Records =>
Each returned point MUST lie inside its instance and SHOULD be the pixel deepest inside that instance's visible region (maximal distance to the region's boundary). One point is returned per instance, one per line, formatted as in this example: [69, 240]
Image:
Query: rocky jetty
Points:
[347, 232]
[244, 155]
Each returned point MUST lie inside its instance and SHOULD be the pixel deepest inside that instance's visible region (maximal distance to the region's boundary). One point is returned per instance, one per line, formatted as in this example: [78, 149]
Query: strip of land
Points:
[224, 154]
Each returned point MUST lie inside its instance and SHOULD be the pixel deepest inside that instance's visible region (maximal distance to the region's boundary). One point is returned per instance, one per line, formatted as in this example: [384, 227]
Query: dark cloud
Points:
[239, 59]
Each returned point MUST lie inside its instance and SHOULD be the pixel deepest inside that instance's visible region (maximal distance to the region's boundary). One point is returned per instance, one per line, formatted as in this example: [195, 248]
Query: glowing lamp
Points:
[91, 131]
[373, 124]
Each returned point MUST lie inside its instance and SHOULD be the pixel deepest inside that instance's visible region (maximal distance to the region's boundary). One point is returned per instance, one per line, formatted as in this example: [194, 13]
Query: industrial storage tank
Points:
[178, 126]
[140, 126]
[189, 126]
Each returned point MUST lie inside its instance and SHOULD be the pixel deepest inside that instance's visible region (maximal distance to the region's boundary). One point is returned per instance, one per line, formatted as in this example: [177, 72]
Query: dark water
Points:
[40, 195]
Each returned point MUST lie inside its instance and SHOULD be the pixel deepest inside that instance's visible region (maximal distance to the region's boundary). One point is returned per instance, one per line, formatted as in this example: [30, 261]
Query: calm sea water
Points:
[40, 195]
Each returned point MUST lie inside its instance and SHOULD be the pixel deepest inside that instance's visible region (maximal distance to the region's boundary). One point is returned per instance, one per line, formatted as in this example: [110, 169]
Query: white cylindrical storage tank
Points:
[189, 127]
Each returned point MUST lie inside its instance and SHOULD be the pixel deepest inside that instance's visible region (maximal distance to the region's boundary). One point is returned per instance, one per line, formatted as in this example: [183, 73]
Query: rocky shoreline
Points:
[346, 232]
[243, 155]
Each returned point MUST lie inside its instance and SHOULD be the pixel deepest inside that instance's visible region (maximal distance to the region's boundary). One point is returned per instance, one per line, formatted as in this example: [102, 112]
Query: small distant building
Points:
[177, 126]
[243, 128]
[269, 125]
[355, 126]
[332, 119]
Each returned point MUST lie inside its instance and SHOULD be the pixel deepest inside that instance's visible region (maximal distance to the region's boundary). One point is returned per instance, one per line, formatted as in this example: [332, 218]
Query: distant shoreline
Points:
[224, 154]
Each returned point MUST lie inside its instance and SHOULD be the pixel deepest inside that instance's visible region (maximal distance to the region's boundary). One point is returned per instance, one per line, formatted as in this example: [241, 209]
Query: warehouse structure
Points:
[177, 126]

EXERCISE =>
Please convert every line of the listing above into a JSON list of strings, with one string per line and blank lines omitted.

ANSWER TO THE TASK =>
[
  "Each returned point MUST lie inside its instance and SHOULD be the pixel deepest inside that instance's visible region (maximal distance to the region's boundary). One point is returned per instance, one per line, formatted as in this example: [69, 240]",
  "Image:",
  "Query: rocky jetty",
  "Points:",
  "[347, 232]",
  "[244, 155]",
  "Each returned point MUST lie inside its instance and SHOULD be the pixel deepest inside that instance's visible region (maximal distance to the region's boundary). One point is returned per instance, one per line, formatted as in this example: [78, 149]",
  "Query: strip of land",
  "Points:",
  "[224, 154]",
  "Each returned point MUST lie inside its instance and SHOULD be the pixel deepest inside that instance's visible region (maximal distance to the region's boundary). One point is returned per instance, one per line, formatted as in this example: [384, 227]",
  "Query: dark cloud",
  "Points:",
  "[239, 59]",
  "Each returned point MUST lie inside its instance and SHOULD be the pixel deepest inside that instance's visible region (maximal distance to the region's boundary). One point is returned per instance, one per line, formatted as in this example: [195, 248]",
  "Query: glowing lamp",
  "Points:",
  "[91, 131]",
  "[373, 124]",
  "Each returned point MUST lie inside its instance and SHOULD be the pixel deepest inside that instance's visible region (maximal distance to the region's boundary). One point is returned per instance, one per line, formatted as in this example: [194, 13]",
  "Query: industrial storage tank",
  "Points:",
  "[178, 126]",
  "[140, 126]",
  "[189, 126]",
  "Each returned point MUST lie inside its instance and SHOULD be the pixel deepest inside that instance's visible region (maximal distance to the region's boundary). One point is returned per instance, one per line, formatted as in this example: [177, 72]",
  "Query: dark water",
  "Points:",
  "[40, 195]",
  "Each returned point MUST lie inside its instance and SHOULD be the pixel deepest inside that instance's visible region (maximal distance to the region's boundary). One point is returned per instance, one per line, formatted as in this example: [30, 261]",
  "Query: calm sea water",
  "Points:",
  "[40, 195]",
  "Each returned point MUST lie inside its instance and SHOULD be the pixel deepest inside that instance's visible region (maximal distance to the region's boundary). One point is returned per instance, one per line, formatted as in this example: [110, 169]",
  "Query: white cylindrical storage tank",
  "Points:",
  "[189, 127]",
  "Each returned point MUST lie inside its instance and SHOULD be the pixel deepest inside that instance's visible region (maximal distance to the region's boundary). One point is returned per instance, one per line, formatted as in this example: [183, 73]",
  "Query: rocky shoreline",
  "Points:",
  "[346, 232]",
  "[243, 155]",
  "Each returned point MUST lie inside its instance and SHOULD be the pixel deepest inside that instance's visible region (maximal distance to the region's boundary). One point is returned per instance, one per line, formatted as in this example: [102, 112]",
  "Query: small distant building",
  "Points:",
  "[177, 126]",
  "[243, 128]",
  "[269, 125]",
  "[355, 126]",
  "[332, 119]",
  "Each returned point MUST lie inside its instance and SHOULD be the pixel deepest inside that instance's visible region (maximal distance to the region's boundary). One point is returned per instance, one per line, formatted as in this example: [332, 218]",
  "Query: distant shoreline",
  "Points:",
  "[224, 154]",
  "Each returned point MUST lie inside its instance and SHOULD be the pixel deepest inside that instance's visible region (maximal distance to the region's boundary). One point is returned per instance, one per line, formatted as in this example: [241, 209]",
  "Query: warehouse structure",
  "Points:",
  "[177, 126]"
]